About this exercise: Each entry is to be given again word for word; images are dropped.
════════════════════
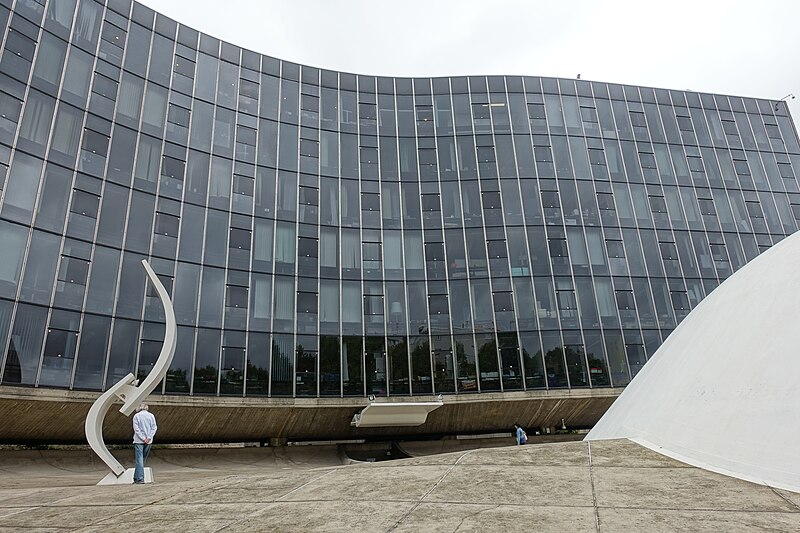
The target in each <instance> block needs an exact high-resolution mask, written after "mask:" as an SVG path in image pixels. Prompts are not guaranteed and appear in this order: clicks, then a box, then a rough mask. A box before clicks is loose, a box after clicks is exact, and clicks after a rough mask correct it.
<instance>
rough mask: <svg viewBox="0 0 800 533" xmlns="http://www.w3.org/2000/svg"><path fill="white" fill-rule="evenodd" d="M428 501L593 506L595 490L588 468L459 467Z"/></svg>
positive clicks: (476, 502) (462, 466) (536, 467)
mask: <svg viewBox="0 0 800 533" xmlns="http://www.w3.org/2000/svg"><path fill="white" fill-rule="evenodd" d="M426 501H439V502H442V501H444V502H464V503H491V504H518V505H531V506H540V505H542V506H547V505H559V504H563V503H564V502H570V504H572V505H587V506H591V505H592V486H591V481H590V477H589V471H588V469H586V468H576V467H570V466H560V467H554V466H542V467H532V466H516V467H511V466H505V467H498V466H492V465H464V466H461V465H458V466H455V467H453V470H452V471H451V472H450V473H449V474H448V475H447V476H446V477H445V478H444V479H443V480H442V481H441V483H439V484H438V485H437V486H436V488H435V489H434V490H433V491H432V492H431V494H430V495H429V496H428V497H427V498H426Z"/></svg>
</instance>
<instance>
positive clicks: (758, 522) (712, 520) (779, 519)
mask: <svg viewBox="0 0 800 533" xmlns="http://www.w3.org/2000/svg"><path fill="white" fill-rule="evenodd" d="M600 531H647V532H648V533H674V532H675V531H692V532H696V533H720V532H725V533H738V532H741V533H751V532H754V531H773V532H774V531H779V532H780V531H785V532H796V531H800V515H798V514H797V513H772V512H747V511H737V510H725V511H710V510H708V511H687V510H672V509H670V510H665V509H600Z"/></svg>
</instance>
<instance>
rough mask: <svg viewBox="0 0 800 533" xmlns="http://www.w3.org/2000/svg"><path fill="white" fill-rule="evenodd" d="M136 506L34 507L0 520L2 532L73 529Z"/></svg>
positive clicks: (121, 512)
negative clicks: (5, 530)
mask: <svg viewBox="0 0 800 533" xmlns="http://www.w3.org/2000/svg"><path fill="white" fill-rule="evenodd" d="M135 508H136V506H134V505H91V506H88V505H87V506H74V507H34V508H31V509H27V510H26V511H25V512H21V513H16V514H11V515H8V516H4V517H2V518H0V530H3V529H4V528H30V527H50V528H72V529H77V528H79V527H84V526H88V525H92V524H94V523H96V522H99V521H101V520H106V519H108V518H110V517H112V516H116V515H119V514H122V513H125V512H128V511H130V510H131V509H135Z"/></svg>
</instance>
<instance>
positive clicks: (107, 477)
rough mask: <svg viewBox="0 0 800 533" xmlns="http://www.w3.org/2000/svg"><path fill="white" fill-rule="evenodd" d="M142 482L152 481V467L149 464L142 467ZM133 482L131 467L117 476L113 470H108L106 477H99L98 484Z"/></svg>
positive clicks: (152, 475)
mask: <svg viewBox="0 0 800 533" xmlns="http://www.w3.org/2000/svg"><path fill="white" fill-rule="evenodd" d="M144 482H145V483H152V482H153V469H152V468H150V467H149V466H146V467H144ZM131 483H133V468H128V469H127V470H125V472H123V473H122V475H121V476H117V475H116V474H114V472H110V473H109V474H108V475H106V477H104V478H103V479H101V480H100V481H99V482H98V483H97V484H98V485H130V484H131Z"/></svg>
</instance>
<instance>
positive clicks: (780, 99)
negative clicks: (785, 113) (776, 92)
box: [775, 93, 794, 111]
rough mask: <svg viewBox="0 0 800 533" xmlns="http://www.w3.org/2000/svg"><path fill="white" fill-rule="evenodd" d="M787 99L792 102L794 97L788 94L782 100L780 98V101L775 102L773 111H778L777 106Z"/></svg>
mask: <svg viewBox="0 0 800 533" xmlns="http://www.w3.org/2000/svg"><path fill="white" fill-rule="evenodd" d="M787 99H789V100H794V95H793V94H792V93H789V94H787V95H786V96H784V97H783V98H781V99H780V100H778V101H777V102H775V111H777V110H778V105H779V104H780V103H781V102H785V101H786V100H787Z"/></svg>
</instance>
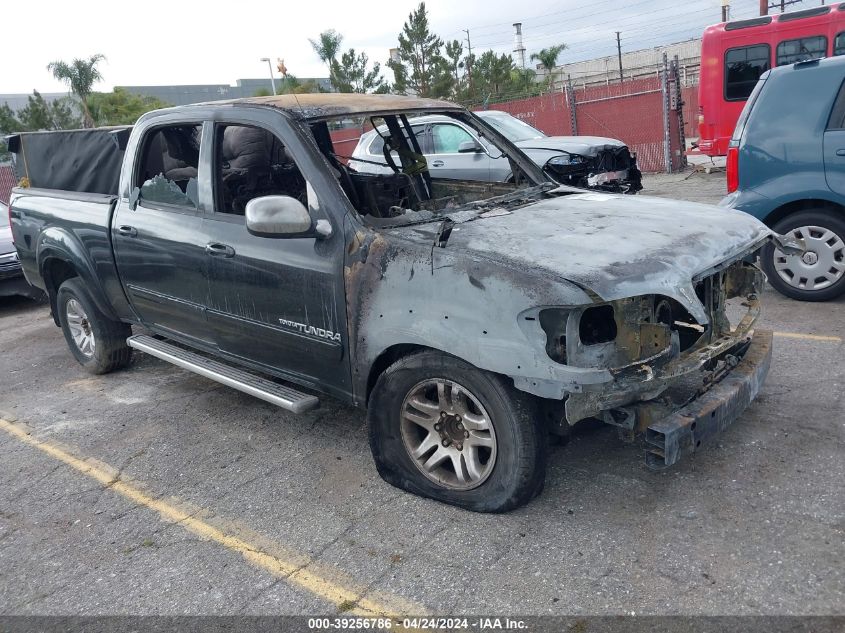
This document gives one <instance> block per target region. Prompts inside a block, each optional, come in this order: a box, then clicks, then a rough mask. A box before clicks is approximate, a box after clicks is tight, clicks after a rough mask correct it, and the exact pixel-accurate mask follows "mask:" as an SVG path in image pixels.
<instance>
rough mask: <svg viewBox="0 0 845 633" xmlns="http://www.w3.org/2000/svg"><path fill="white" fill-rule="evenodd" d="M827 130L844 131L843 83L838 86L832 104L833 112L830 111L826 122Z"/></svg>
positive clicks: (844, 107)
mask: <svg viewBox="0 0 845 633" xmlns="http://www.w3.org/2000/svg"><path fill="white" fill-rule="evenodd" d="M827 129H828V130H845V81H843V82H842V85H841V86H839V94H838V95H836V101H835V102H834V103H833V110H831V111H830V118H829V119H828V121H827Z"/></svg>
════════════════════
Result of this task:
The target in each <instance> block needs an exact high-resolution mask, written after "mask:" as an SVG path in image pixels. Prompts are not guaranteed and appear in this order: clicks, then a box, then a rough mask. A box before clicks is loose, a box after clicks is exact, and clicks after a rough mask correct it.
<instance>
rough mask: <svg viewBox="0 0 800 533" xmlns="http://www.w3.org/2000/svg"><path fill="white" fill-rule="evenodd" d="M428 501L593 506L595 490L588 468L459 467Z"/></svg>
positive clicks: (476, 502) (462, 466) (536, 467)
mask: <svg viewBox="0 0 800 533" xmlns="http://www.w3.org/2000/svg"><path fill="white" fill-rule="evenodd" d="M426 501H439V502H442V501H444V502H464V503H491V504H518V505H531V506H540V505H542V506H547V505H559V504H563V503H564V502H570V504H572V505H587V506H591V505H592V486H591V481H590V477H589V471H588V469H586V468H576V467H570V466H560V467H554V466H542V467H532V466H516V467H511V466H505V467H498V466H492V465H464V466H461V465H458V466H455V467H453V470H452V471H451V472H450V473H449V474H448V475H447V476H446V477H445V478H444V479H443V480H442V481H441V483H439V484H438V485H437V486H436V488H435V489H434V490H433V491H432V492H431V494H430V495H429V496H428V497H427V498H426Z"/></svg>
</instance>
<instance>
positive clicks: (758, 522) (712, 520) (779, 519)
mask: <svg viewBox="0 0 800 533" xmlns="http://www.w3.org/2000/svg"><path fill="white" fill-rule="evenodd" d="M600 531H647V532H648V533H674V532H675V531H692V532H696V533H720V532H725V533H738V532H741V533H751V532H754V531H773V532H774V531H779V532H780V531H785V532H796V531H800V515H798V514H797V513H772V512H747V511H737V510H725V511H710V510H708V511H687V510H672V509H670V510H665V509H600Z"/></svg>
</instance>
<instance>
rough mask: <svg viewBox="0 0 800 533" xmlns="http://www.w3.org/2000/svg"><path fill="white" fill-rule="evenodd" d="M136 506L34 507L0 520L2 532L73 529Z"/></svg>
positive clicks: (121, 512)
negative clicks: (5, 530)
mask: <svg viewBox="0 0 800 533" xmlns="http://www.w3.org/2000/svg"><path fill="white" fill-rule="evenodd" d="M135 508H136V506H134V505H91V506H88V505H87V506H74V507H34V508H31V509H27V510H26V511H25V512H21V513H16V514H11V515H8V516H4V517H2V518H0V530H3V529H4V528H30V527H50V528H72V529H77V528H79V527H84V526H88V525H92V524H94V523H96V522H99V521H101V520H106V519H108V518H110V517H112V516H116V515H119V514H122V513H125V512H128V511H130V510H131V509H135Z"/></svg>
</instance>
<instance>
positive clicks: (107, 477)
rough mask: <svg viewBox="0 0 800 533" xmlns="http://www.w3.org/2000/svg"><path fill="white" fill-rule="evenodd" d="M142 482L152 481V467L149 464L142 467ZM133 482L131 467L117 476L113 470H108L106 477H99L98 484Z"/></svg>
positive clicks: (152, 475)
mask: <svg viewBox="0 0 800 533" xmlns="http://www.w3.org/2000/svg"><path fill="white" fill-rule="evenodd" d="M144 482H145V483H152V482H153V469H152V468H150V467H149V466H146V467H144ZM131 483H133V468H128V469H127V470H125V472H123V473H122V475H121V476H117V475H116V474H114V472H110V473H109V474H108V475H106V477H104V478H103V479H101V480H100V481H99V482H98V483H97V484H98V485H130V484H131Z"/></svg>
</instance>
<instance>
positive clicks: (780, 99)
negative clicks: (785, 113) (776, 92)
box: [775, 93, 794, 111]
rough mask: <svg viewBox="0 0 800 533" xmlns="http://www.w3.org/2000/svg"><path fill="white" fill-rule="evenodd" d="M787 99L792 102L794 97L788 94L782 100L780 98V101L775 102L773 111H778L777 106Z"/></svg>
mask: <svg viewBox="0 0 800 533" xmlns="http://www.w3.org/2000/svg"><path fill="white" fill-rule="evenodd" d="M787 99H789V100H794V95H793V94H792V93H789V94H787V95H786V96H784V97H783V98H781V99H780V100H778V101H777V102H775V111H777V110H778V105H779V104H780V103H781V102H785V101H786V100H787Z"/></svg>
</instance>
This document gives one <instance> block per target region. Prompts inside a block, each optional, come in this order: a box, then clicks, then a rough mask. A box before clicks is approximate, a box after clicks is tight, clicks after a rough mask correct it, and the exact pixel-accurate mask follows "mask:" as an SVG path in image pixels.
<instance>
rough mask: <svg viewBox="0 0 845 633" xmlns="http://www.w3.org/2000/svg"><path fill="white" fill-rule="evenodd" d="M827 130L844 131L843 83L838 86L832 104L833 112L830 111L826 122Z"/></svg>
positive clicks: (844, 107)
mask: <svg viewBox="0 0 845 633" xmlns="http://www.w3.org/2000/svg"><path fill="white" fill-rule="evenodd" d="M827 129H828V130H845V81H843V82H842V85H841V86H839V94H838V95H836V101H835V102H834V103H833V110H831V111H830V118H829V119H828V121H827Z"/></svg>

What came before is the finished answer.